** Opening Data extract block **
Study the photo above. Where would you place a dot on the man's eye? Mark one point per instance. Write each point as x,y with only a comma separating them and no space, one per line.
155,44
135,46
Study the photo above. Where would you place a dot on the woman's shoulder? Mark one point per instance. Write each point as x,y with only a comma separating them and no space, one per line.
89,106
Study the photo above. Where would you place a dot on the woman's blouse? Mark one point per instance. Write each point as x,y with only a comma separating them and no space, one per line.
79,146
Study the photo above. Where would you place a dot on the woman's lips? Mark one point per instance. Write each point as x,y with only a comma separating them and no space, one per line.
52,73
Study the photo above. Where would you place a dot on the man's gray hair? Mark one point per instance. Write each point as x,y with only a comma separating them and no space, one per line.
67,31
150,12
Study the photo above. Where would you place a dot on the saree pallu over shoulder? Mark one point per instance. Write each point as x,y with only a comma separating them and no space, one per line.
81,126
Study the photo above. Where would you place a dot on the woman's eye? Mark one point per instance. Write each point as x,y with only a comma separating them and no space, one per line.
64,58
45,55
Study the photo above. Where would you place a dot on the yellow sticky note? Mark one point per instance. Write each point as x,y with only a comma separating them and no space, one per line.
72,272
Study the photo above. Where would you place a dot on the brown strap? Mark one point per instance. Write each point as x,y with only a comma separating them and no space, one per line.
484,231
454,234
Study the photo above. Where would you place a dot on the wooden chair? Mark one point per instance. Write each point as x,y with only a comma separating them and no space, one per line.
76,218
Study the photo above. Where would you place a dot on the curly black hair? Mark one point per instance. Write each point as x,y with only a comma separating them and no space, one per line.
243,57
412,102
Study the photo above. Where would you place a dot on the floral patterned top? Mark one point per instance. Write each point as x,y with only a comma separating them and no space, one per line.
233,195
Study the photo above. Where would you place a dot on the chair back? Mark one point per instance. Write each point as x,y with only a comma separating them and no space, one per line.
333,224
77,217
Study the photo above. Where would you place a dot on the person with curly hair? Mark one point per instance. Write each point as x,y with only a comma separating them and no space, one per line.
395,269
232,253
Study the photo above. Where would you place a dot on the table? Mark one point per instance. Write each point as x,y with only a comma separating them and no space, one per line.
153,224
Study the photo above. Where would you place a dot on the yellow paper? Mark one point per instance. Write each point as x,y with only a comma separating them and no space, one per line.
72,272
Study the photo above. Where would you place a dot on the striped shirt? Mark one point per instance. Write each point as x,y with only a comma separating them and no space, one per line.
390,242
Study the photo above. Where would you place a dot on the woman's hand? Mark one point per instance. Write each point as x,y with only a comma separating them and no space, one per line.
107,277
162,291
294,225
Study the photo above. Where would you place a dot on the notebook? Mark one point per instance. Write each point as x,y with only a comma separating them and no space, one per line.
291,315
** Closing Data extract block **
The task
Please restate the records in full, word for word.

Solution below
Study the photo above. Where would you place a dot on the man's eye? Mark one point per instance. Write each point as x,y with only a comma separating them and no space, one per line.
155,44
135,46
Study the photo above. Where would you place a dot on the woman's shoulder? Mark one point per instance. Write each point as x,y with only a comma separating them and no space, one per line.
89,106
Study the photo above. Where would you place a dot on the woman's blouse? Mark one point per instance. Write each point as x,y with only a comma separating them and no space, one per line.
79,146
Study the photo above. Where would you place a dot on the woman's lips? Mark one point per instance. Write each point as x,y with only a comma separating them and no space, one per line.
52,73
Study the photo above. Where would you place a dot on the man's gray hair? Mark one point per instance. Write each point as x,y with only a comma separating them and no space, one per line.
67,31
150,12
Study the photo above. Where would you place a dot on the saree pallu over shoulder? Mark one point per instance. Write each point as x,y with only a comma separating them and no space, one per line.
81,126
Study the photo above. Where would you place a dot on the woman's eye? Mark one point per instance. Write each point as x,y with only a comma separating them and no space, one per line.
64,58
45,55
Study the photo above. Where would you place a dot on the yellow sticky note? Mark one point per instance. Write each point as x,y with only a comma separating them and no space, one per line.
72,272
Study the photo above. Where would you place a dot on the brown strap? Mark one point per instance. Write each point as x,y with only a comma separating them and no space, one per line.
484,231
454,234
Study the photo above. Where would you place a dot on the wooden chair? Mark one point per instance. Write each point as x,y with only a comma separating them and no space, one per line.
76,218
Study the photo above. Where would you place a dot on the curly black hair? Mark one point per instance. Write each point as x,y with only a comma separating them and no space, one per line.
243,57
412,102
Study the photo above. Where would you place a dot on the floral patterned top? Mark one point per instance. Write each point as x,y with only a comma separating them and no space, one per line.
233,195
Study the photo above. Where would you place a dot on the chair back? Mark one point per instance. Write each point as x,y with only a comma separating them and no space, one per line.
333,224
77,217
Study the photo above. Where would you place a dot on the person with curly hair? Mark one point per instance. Write each point as x,y with only a comma separating them and no space, one per line.
395,269
232,253
Study the photo above. Where would you place a dot on the table? Mark one point per instance. Write each point as x,y with only a comma separating them and no space, one per line.
153,224
Study the photo above. Where would you place a dot on the yellow paper? Mark one point per instance. Write each point as x,y with only a comma separating them and no space, one per line.
72,272
Study the photo above. Where would you place a dot on the striped shirt? Mark one point per instance. Write each point as x,y with only a comma separating them and no space, one per line.
390,242
Study the photo above. Where would you place a dot on the woman's hand? Mark one point per instance. Write each point as x,y with only a comma separating them and no space, one per line.
107,277
162,291
294,225
Study the photo above. Where would you place a dot on the notebook? Mark one point per instance. Write each point as x,y with only a comma separating them and no space, one per line.
291,315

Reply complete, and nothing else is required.